PHP 8.1.1 arrived in the ports tree  

Note: devel/php-composer and textproc/php81-xmlreader are buggy here, I've already wrote a bugreport…


----------



## CyberCr33p (Dec 29, 2021)

Can you post the link for the bug report?


----------



## cmoerz (Dec 29, 2021)

Might be that one?





						260774 – Add php81 to the tree
					






					bugs.freebsd.org


----------



## CyberCr33p (Dec 29, 2021)

Don't think it's related. Maybe jmos didn't submit it (sometimes bugs.freebsd.org lags and maybe it's not submitted).


----------



## jmos (Dec 29, 2021)

CyberCr33p said:


> Can you post the link for the bug report?


No, because I wrote an email to the maintainer. But bug 260774 and its attachment / patch 230515 may solve my problems (won't start the compiler today again - was a long day).

Edit: The patch works.


----------



## rafael_grether (Dec 30, 2021)

I already have problems with some applications running under PHP 8, so I think it's too soon to install PHP 8.1 in production environment.


----------



## jmos (Dec 31, 2021)

I would use PHP 8.1 in a production environment, but as there's only 7.4 available…

But I never had only a production environment - every live system has its development environment, and there I want to read warnings, deprecation notices etc.; So of course I want to install the newest PHP version on my local machines. Always. Just to be prepared for future server updates. Reading changelogs is of course mandatory (PHP offers great documents for upgrading your code).

* [Dataset entries]:
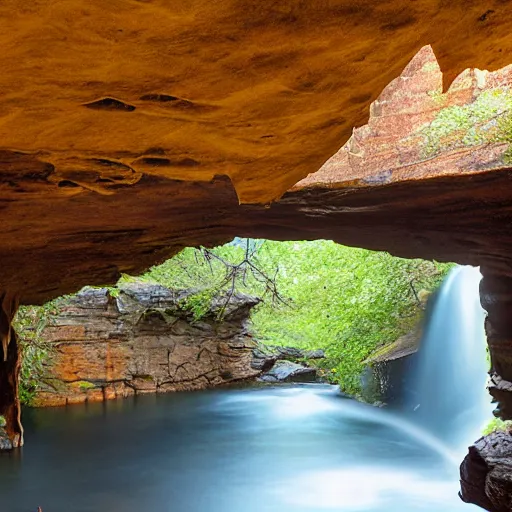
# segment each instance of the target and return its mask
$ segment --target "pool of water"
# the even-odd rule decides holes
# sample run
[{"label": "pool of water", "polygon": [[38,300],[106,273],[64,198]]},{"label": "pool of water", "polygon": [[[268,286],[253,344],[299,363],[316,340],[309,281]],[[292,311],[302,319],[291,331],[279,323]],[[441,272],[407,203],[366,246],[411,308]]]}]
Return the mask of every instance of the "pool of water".
[{"label": "pool of water", "polygon": [[[459,454],[330,386],[25,411],[2,512],[471,512]],[[475,437],[478,433],[475,434]]]}]

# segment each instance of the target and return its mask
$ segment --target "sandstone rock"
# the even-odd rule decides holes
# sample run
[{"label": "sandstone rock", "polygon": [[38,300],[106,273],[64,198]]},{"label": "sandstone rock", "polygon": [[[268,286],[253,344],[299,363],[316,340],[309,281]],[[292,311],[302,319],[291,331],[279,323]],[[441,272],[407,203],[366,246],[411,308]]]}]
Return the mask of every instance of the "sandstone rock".
[{"label": "sandstone rock", "polygon": [[512,435],[496,432],[469,448],[460,468],[461,498],[490,512],[512,510]]},{"label": "sandstone rock", "polygon": [[418,328],[377,350],[365,361],[363,398],[371,403],[403,405],[407,395],[407,377],[415,364],[421,330]]},{"label": "sandstone rock", "polygon": [[194,321],[181,302],[188,294],[135,282],[115,297],[85,288],[61,301],[43,332],[55,355],[36,404],[203,389],[259,375],[246,327],[259,300],[238,294],[224,308],[221,297]]},{"label": "sandstone rock", "polygon": [[280,347],[258,343],[253,350],[252,367],[267,371],[276,361],[303,362],[307,359],[323,359],[323,350],[301,350],[295,347]]},{"label": "sandstone rock", "polygon": [[259,379],[261,382],[316,382],[316,370],[290,361],[278,361]]}]

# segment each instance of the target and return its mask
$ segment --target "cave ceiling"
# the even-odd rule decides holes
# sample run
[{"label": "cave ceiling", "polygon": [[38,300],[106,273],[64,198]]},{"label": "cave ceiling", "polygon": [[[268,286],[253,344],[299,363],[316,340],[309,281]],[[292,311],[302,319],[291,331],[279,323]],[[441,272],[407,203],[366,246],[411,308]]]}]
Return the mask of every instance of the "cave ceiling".
[{"label": "cave ceiling", "polygon": [[5,0],[1,287],[40,303],[235,234],[478,262],[483,224],[439,222],[478,180],[508,201],[503,148],[322,166],[426,45],[441,93],[509,64],[511,29],[503,0]]}]

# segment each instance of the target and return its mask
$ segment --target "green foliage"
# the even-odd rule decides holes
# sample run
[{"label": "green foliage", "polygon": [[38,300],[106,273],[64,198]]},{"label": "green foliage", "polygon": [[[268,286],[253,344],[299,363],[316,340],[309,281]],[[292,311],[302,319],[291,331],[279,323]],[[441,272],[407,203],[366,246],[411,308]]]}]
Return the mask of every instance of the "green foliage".
[{"label": "green foliage", "polygon": [[[360,388],[363,361],[417,321],[421,304],[416,292],[435,289],[450,268],[322,240],[253,244],[252,262],[275,276],[277,290],[286,299],[269,300],[275,294],[257,273],[236,276],[237,291],[267,295],[253,311],[256,337],[273,345],[324,349],[327,358],[319,364],[326,376],[353,394]],[[234,265],[246,256],[240,240],[212,252]],[[185,249],[142,278],[197,289],[188,307],[199,317],[215,294],[232,286],[226,272],[221,261]]]},{"label": "green foliage", "polygon": [[512,92],[484,91],[468,105],[442,109],[422,130],[425,157],[441,150],[487,142],[512,142]]},{"label": "green foliage", "polygon": [[512,431],[512,421],[503,421],[499,418],[493,418],[483,430],[483,435],[487,436],[493,432]]},{"label": "green foliage", "polygon": [[56,302],[44,306],[21,306],[14,319],[14,328],[21,350],[19,394],[22,404],[30,405],[51,362],[53,347],[41,336],[48,325]]}]

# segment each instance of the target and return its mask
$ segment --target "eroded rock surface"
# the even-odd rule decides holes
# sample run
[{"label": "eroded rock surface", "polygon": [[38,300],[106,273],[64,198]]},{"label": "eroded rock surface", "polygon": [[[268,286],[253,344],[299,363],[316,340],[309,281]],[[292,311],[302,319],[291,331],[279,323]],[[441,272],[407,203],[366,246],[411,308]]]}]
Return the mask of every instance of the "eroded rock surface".
[{"label": "eroded rock surface", "polygon": [[219,322],[221,297],[194,320],[183,305],[189,293],[133,283],[115,297],[86,288],[64,299],[42,334],[54,355],[36,404],[203,389],[259,375],[246,326],[258,299],[236,295]]},{"label": "eroded rock surface", "polygon": [[469,448],[460,468],[461,497],[490,512],[512,510],[512,435],[496,432]]},{"label": "eroded rock surface", "polygon": [[261,382],[316,382],[315,368],[291,361],[278,361],[259,379]]}]

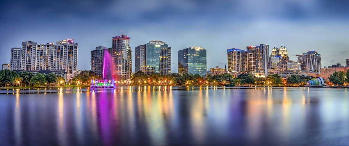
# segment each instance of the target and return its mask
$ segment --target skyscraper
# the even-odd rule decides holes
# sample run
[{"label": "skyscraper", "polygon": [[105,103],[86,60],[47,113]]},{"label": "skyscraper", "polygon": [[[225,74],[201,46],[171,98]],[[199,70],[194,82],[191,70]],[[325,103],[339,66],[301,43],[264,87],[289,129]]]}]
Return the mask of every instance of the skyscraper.
[{"label": "skyscraper", "polygon": [[112,58],[112,74],[121,75],[125,80],[130,79],[132,73],[131,38],[122,35],[112,38],[113,45],[110,50]]},{"label": "skyscraper", "polygon": [[321,68],[321,56],[315,51],[310,51],[302,55],[298,55],[297,60],[300,63],[300,69],[302,71],[320,71]]},{"label": "skyscraper", "polygon": [[206,50],[199,47],[188,48],[178,51],[178,73],[206,75]]},{"label": "skyscraper", "polygon": [[239,49],[228,49],[228,71],[241,72],[242,52]]},{"label": "skyscraper", "polygon": [[274,47],[272,50],[272,55],[281,56],[280,62],[288,61],[289,60],[287,49],[285,46],[281,46],[280,48]]},{"label": "skyscraper", "polygon": [[103,46],[96,48],[91,51],[91,70],[98,75],[103,74],[103,57],[105,50],[110,52],[111,48],[107,49]]},{"label": "skyscraper", "polygon": [[10,69],[13,70],[21,70],[21,53],[22,48],[13,48],[11,49],[11,62]]},{"label": "skyscraper", "polygon": [[[23,71],[62,71],[67,72],[67,78],[76,75],[77,64],[77,43],[74,39],[57,42],[57,44],[46,44],[28,41],[22,43],[21,50],[20,68]],[[16,49],[14,49],[14,51]],[[18,49],[17,49],[18,50]],[[15,57],[12,54],[13,70],[15,70]],[[12,58],[12,57],[13,57]]]},{"label": "skyscraper", "polygon": [[246,48],[247,50],[242,54],[243,71],[255,72],[267,76],[269,45],[261,44]]},{"label": "skyscraper", "polygon": [[171,73],[171,48],[165,42],[153,41],[136,47],[135,72],[147,74]]}]

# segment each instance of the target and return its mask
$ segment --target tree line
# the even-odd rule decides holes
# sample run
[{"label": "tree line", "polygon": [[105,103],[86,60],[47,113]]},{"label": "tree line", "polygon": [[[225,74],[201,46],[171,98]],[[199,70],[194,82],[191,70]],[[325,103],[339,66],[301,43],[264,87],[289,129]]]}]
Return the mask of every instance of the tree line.
[{"label": "tree line", "polygon": [[52,73],[33,74],[24,71],[17,73],[9,70],[0,71],[0,86],[2,87],[47,86],[56,85],[60,81],[65,82],[63,77]]}]

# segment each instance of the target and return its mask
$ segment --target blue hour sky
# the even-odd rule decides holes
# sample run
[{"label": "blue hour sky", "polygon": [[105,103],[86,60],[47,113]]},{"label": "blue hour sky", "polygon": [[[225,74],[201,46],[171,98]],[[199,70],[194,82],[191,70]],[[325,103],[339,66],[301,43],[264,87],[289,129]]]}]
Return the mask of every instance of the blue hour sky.
[{"label": "blue hour sky", "polygon": [[111,46],[113,36],[131,38],[135,48],[164,41],[173,51],[200,46],[207,67],[227,64],[227,49],[263,44],[285,46],[290,60],[316,50],[322,66],[349,58],[347,0],[7,0],[0,5],[0,63],[9,63],[11,48],[73,38],[78,68],[89,69],[90,51]]}]

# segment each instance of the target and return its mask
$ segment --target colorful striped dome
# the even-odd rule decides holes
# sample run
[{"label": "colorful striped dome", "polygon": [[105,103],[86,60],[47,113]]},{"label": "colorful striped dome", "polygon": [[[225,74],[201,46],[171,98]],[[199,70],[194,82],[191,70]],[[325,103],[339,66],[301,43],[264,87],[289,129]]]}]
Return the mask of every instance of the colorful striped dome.
[{"label": "colorful striped dome", "polygon": [[310,86],[324,86],[325,82],[322,78],[317,77],[308,81],[307,85]]},{"label": "colorful striped dome", "polygon": [[99,82],[97,83],[97,86],[111,86],[111,84],[108,82]]}]

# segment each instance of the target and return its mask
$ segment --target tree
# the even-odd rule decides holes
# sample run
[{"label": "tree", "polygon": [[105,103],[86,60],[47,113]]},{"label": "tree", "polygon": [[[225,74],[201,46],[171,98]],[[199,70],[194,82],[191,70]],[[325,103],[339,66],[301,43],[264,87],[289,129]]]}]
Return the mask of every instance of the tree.
[{"label": "tree", "polygon": [[53,73],[45,75],[47,84],[55,83],[57,82],[57,76]]},{"label": "tree", "polygon": [[268,75],[266,80],[272,82],[274,85],[280,85],[282,83],[282,77],[277,73]]},{"label": "tree", "polygon": [[297,75],[292,75],[287,78],[287,82],[290,84],[297,84],[300,82]]},{"label": "tree", "polygon": [[[90,83],[91,80],[98,79],[99,76],[98,74],[89,70],[82,71],[72,79],[73,81],[80,82],[83,84],[88,84]],[[106,79],[111,80],[111,79]]]},{"label": "tree", "polygon": [[27,83],[28,83],[30,80],[30,79],[33,76],[34,76],[32,73],[24,71],[18,73],[18,75],[19,75],[20,76],[22,77],[23,81],[24,81],[24,86],[26,86]]},{"label": "tree", "polygon": [[349,83],[349,70],[347,71],[347,74],[346,75],[347,76],[347,83]]},{"label": "tree", "polygon": [[346,81],[346,73],[342,71],[335,72],[330,75],[328,80],[334,85],[343,85]]},{"label": "tree", "polygon": [[45,76],[38,73],[30,79],[30,84],[34,86],[43,85],[47,82]]},{"label": "tree", "polygon": [[135,73],[131,78],[131,80],[134,81],[134,82],[140,82],[142,83],[144,81],[147,81],[148,77],[147,75],[142,71],[138,71]]},{"label": "tree", "polygon": [[0,71],[0,83],[6,85],[12,83],[19,76],[16,72],[10,70]]},{"label": "tree", "polygon": [[256,82],[255,79],[253,78],[253,76],[248,73],[243,73],[239,75],[235,79],[240,79],[240,82],[243,84],[254,84]]}]

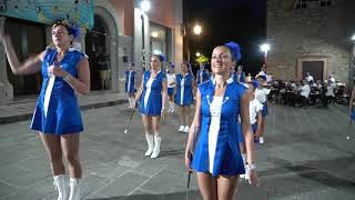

* [Directive]:
Answer these questions about the forum thread on PHP 8.1.1 in the ports tree.
1. Which two ports does the opening note call buggy?
2. How did jmos report the problem instead of filing a bug report?
3. Which PHP version does jmos say is the only one available for production use?

* [Solved exercise]:
1. devel/php-composer and textproc/php81-xmlreader
2. By writing an email to the maintainer
3. PHP 7.4